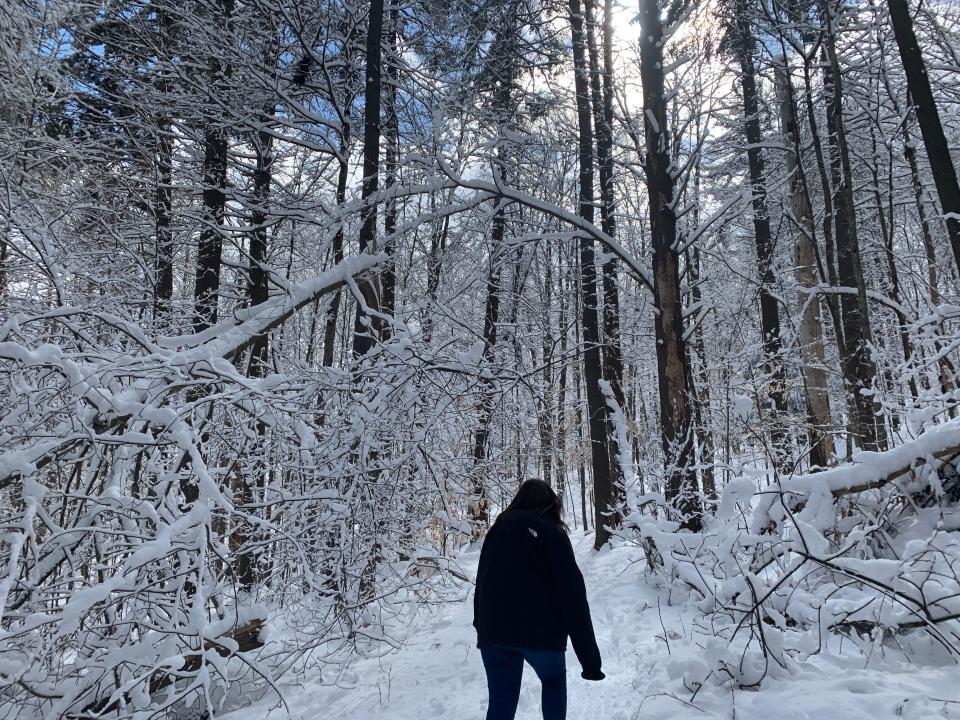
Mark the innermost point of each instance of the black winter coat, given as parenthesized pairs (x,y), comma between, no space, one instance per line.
(530,592)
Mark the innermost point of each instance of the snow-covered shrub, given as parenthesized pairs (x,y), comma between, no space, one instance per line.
(144,545)
(850,550)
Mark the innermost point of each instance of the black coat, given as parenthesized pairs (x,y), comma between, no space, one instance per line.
(530,592)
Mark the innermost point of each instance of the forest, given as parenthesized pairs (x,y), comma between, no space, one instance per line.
(294,295)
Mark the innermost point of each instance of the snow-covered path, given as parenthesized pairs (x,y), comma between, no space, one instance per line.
(438,675)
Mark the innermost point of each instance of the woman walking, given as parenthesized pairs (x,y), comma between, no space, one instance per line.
(529,597)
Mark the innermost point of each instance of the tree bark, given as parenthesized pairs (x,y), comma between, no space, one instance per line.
(810,332)
(859,369)
(163,211)
(931,129)
(592,360)
(611,496)
(769,311)
(673,370)
(206,292)
(365,329)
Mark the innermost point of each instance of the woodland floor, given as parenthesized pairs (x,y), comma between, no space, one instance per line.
(647,648)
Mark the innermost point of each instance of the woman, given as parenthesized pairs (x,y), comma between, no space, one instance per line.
(530,596)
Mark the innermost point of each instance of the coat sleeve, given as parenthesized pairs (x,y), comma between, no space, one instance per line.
(573,601)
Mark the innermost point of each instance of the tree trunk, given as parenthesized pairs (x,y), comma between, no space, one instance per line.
(814,368)
(612,357)
(365,329)
(934,139)
(206,292)
(592,360)
(673,370)
(859,369)
(391,153)
(504,70)
(769,312)
(330,327)
(163,211)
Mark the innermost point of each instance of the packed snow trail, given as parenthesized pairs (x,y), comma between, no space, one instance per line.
(646,649)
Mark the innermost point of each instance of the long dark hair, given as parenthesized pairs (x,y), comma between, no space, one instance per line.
(538,497)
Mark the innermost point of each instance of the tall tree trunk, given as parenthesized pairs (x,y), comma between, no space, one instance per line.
(163,211)
(769,312)
(391,151)
(814,369)
(592,361)
(503,67)
(673,369)
(330,326)
(366,328)
(560,443)
(859,369)
(934,139)
(247,487)
(546,416)
(701,395)
(611,349)
(206,292)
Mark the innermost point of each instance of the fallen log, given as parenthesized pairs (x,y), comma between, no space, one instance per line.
(242,638)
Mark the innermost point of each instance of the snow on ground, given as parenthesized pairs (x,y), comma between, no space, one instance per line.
(646,647)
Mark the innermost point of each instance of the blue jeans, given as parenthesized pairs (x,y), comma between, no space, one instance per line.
(504,666)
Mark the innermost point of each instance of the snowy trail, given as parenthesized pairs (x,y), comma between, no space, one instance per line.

__________________________________________________

### ABOUT THIS TASK:
Please output the listing above in full, exactly as given, without its images.

### TASK RESULT:
Mark the innermost point of each instance of the black winter coat, given as parenthesized pairs (x,y), comma between, no space, one instance per line.
(530,592)
Mark the innermost point of each instance of the snow-covered shrub, given as parenthesized pairs (x,y), comma between, no space, one instance per line.
(144,545)
(850,550)
Mark the innermost point of each instance of the black coat, given as parenthesized pairs (x,y), comma between, no space, one instance per line.
(530,592)
Mark the innermost point of each instance of the forest, given as parenthesized pairs (x,y), comma between, no space, one instance per line.
(294,295)
Mark the innermost point of each instance of the snow-covered path, given as parenthesized pairs (x,y), comma between, no space, one instance per line.
(438,675)
Mark the innermost point of each instance of the woman walking, given as parenthesized pairs (x,y), comma between, no space, one instance per line.
(529,597)
Mark the innermost point of each instance of the tree bark, given as parenthesized pairs (x,y), comma between, no space, one instance per line.
(810,332)
(859,369)
(163,211)
(931,129)
(592,360)
(611,496)
(769,311)
(673,370)
(206,292)
(365,329)
Mark the innermost point of each instance of the woodland floor, given as parenthesized pairs (x,y), comma between, no space, one instance per line.
(647,648)
Mark the innermost point of each instance of the woman, given as parenthesized pairs (x,y), comma between, no space, one instance per line.
(530,596)
Mark the innermost point of each instance of the coat sleeve, given as parenthesized pairs (x,y), comma between, no space, one instance per line.
(573,601)
Mark the innermost point of each instance of the tree trunk, given as parenthesized pairs (x,y), comma between, no space, one instance per line.
(814,368)
(612,357)
(365,329)
(934,139)
(206,292)
(592,360)
(673,370)
(859,369)
(391,153)
(504,70)
(769,312)
(330,327)
(163,211)
Mark the innermost point of each instance of the packed snow trail, given as parenthesized pairs (x,y), comma between, no space, one instance per line.
(646,649)
Mark the innermost point of each instance of the long dark hair, given as parenthesized pairs (x,y), comma between, no space, one instance per line.
(538,497)
Mark the innermost point of each instance of the tall tree trunk, given as parenthesized pairs (x,y), comma between, no space, one instance per line.
(163,211)
(769,312)
(391,151)
(814,369)
(592,361)
(503,67)
(673,369)
(330,326)
(366,328)
(560,443)
(859,369)
(934,139)
(247,487)
(546,416)
(701,395)
(611,349)
(206,292)
Mark the innermost point of each instance of the fallen log, given as parenthesized pairs (x,y), comma between, no space, one instance per line.
(242,638)
Mark the innermost point of each instance of the snow on ground, given as parenthesized pairs (x,y), comma between, no space, one instance per line.
(646,647)
Mark the innermost point of each instance of the blue jeans, given as parenthesized pairs (x,y), comma between, no space, one instance per line.
(504,666)
Mark the innermost point of each instance of the snowy trail, given as parenthesized pairs (x,y), comma between, no space, one instance per line.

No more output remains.